= Aufgabenbeschreibung =
Nenne alle Bestimmungen des FrG 1997, die im Text unter „Norm“ aufgeführt sind.

40/01 Verwaltungsverfahren;
41/02 Passrecht Fremdenrecht;
41/02 Staatsbürgerschaft;

Norm

AVG §59 Abs1;
AVG §66 Abs4;
FrG 1997 §36;
FrG 1997 §38 Abs1 Z3;
FrG 1997 §39;
StbG 1985 §10 Abs1;
StbG 1985 §10 Abs3;
VStG §51 Abs6;

Betreff

Der Verwaltungsgerichtshof hat durch den Vorsitzenden Senatspräsident Dr. Zeizinger und die Hofräte Dr. Rigler, Dr. Handstanger, Dr. Bayjones und Dr. Enzenhofer als Richter, im Beisein des Schriftführers Mag. Paal, über die Beschwerde des am 15. Jänner 1963 geborenen F T, vertreten durch Mag. Franz Kellner, Rechtsanwalt in 1010 Wien, Kärntner Ring 14, gegen den Bescheid der Sicherheitsdirektion für das Bundesland Wien vom 6. Februar 1998, Zl. SD 1216/97, betreffend Erlassung eines befristeten Aufenthaltsverbotes, zu Recht erkannt:

Spruch

Der angefochtene Bescheid wird wegen Rechtswidrigkeit seines Inhaltes aufgehoben.

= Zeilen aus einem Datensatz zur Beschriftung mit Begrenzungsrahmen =
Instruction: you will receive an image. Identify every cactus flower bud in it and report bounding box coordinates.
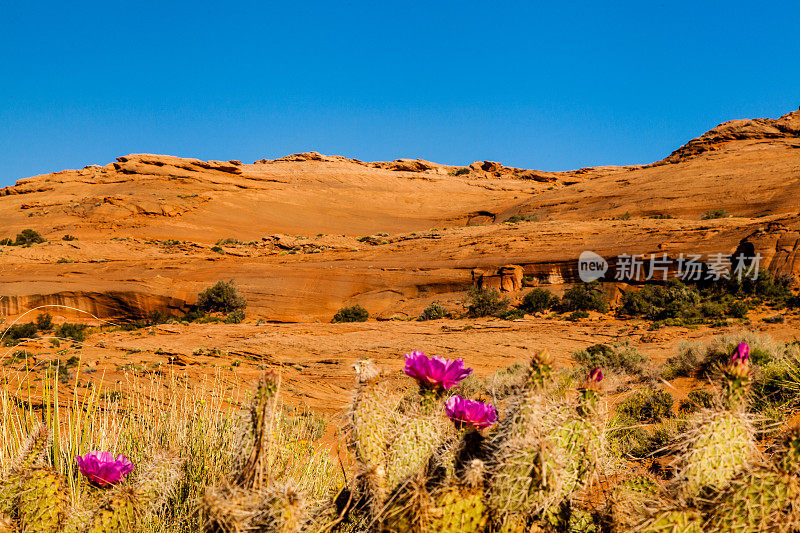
[444,395,497,429]
[75,451,133,487]
[405,351,472,390]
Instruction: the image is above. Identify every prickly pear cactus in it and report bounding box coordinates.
[567,509,600,533]
[609,476,659,533]
[707,471,800,533]
[385,415,445,488]
[488,404,602,516]
[253,485,310,533]
[676,409,755,498]
[15,467,67,533]
[497,350,553,439]
[88,488,139,533]
[424,488,489,533]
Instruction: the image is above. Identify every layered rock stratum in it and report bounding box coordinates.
[0,105,800,322]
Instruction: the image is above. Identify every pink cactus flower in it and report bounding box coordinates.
[75,451,133,487]
[731,342,750,364]
[405,351,472,390]
[444,395,497,429]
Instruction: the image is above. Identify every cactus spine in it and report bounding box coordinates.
[15,467,67,533]
[88,488,139,533]
[488,352,602,527]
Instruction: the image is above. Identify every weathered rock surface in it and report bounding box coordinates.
[0,105,800,321]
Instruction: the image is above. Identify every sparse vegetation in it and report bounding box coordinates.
[617,387,674,424]
[417,302,452,320]
[36,313,53,331]
[572,342,648,375]
[195,280,247,313]
[520,287,560,313]
[225,309,244,324]
[55,322,87,342]
[0,229,46,247]
[559,281,608,313]
[0,322,39,346]
[505,213,539,224]
[466,287,510,318]
[700,207,730,220]
[331,304,369,324]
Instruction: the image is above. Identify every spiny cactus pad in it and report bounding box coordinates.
[423,489,488,533]
[88,489,137,533]
[488,403,601,516]
[678,409,754,497]
[707,471,800,533]
[15,467,67,533]
[636,510,703,533]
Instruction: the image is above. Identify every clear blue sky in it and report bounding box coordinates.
[0,0,800,185]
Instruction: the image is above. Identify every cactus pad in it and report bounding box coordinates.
[16,467,67,533]
[678,409,754,497]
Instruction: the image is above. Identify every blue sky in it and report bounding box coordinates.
[0,0,800,185]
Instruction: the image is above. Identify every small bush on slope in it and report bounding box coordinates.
[417,302,451,320]
[572,342,648,375]
[466,287,509,318]
[520,287,559,313]
[559,281,608,313]
[196,280,247,313]
[331,304,369,324]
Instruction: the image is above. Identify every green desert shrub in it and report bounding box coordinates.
[617,280,700,320]
[567,310,589,322]
[520,287,559,313]
[466,287,510,318]
[331,304,369,324]
[495,307,525,320]
[55,322,87,342]
[700,302,725,318]
[617,387,674,424]
[195,280,247,313]
[559,281,608,313]
[572,342,648,374]
[417,302,450,320]
[14,229,45,246]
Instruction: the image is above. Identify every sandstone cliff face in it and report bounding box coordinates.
[0,105,800,321]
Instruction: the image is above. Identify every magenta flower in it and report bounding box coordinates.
[444,394,497,429]
[589,366,603,383]
[75,451,133,487]
[405,351,472,390]
[731,342,750,364]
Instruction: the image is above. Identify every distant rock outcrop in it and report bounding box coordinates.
[654,109,800,165]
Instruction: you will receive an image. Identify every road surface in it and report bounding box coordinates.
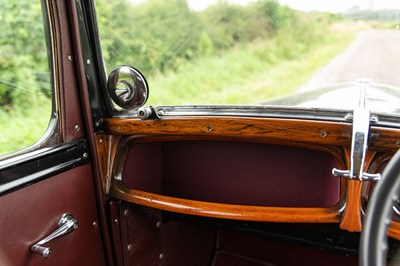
[300,30,400,91]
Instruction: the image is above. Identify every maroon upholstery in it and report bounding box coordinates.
[123,141,340,207]
[0,165,104,266]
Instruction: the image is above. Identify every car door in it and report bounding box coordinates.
[0,0,111,265]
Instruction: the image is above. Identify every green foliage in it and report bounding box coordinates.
[96,0,338,84]
[0,0,50,110]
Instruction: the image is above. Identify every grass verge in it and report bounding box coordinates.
[149,29,354,105]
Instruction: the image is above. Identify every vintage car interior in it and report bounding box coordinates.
[0,0,400,266]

= Vollständige Antwort =
FrG 1997 §36; FrG 1997 §38 Abs1 Z3; FrG 1997 §39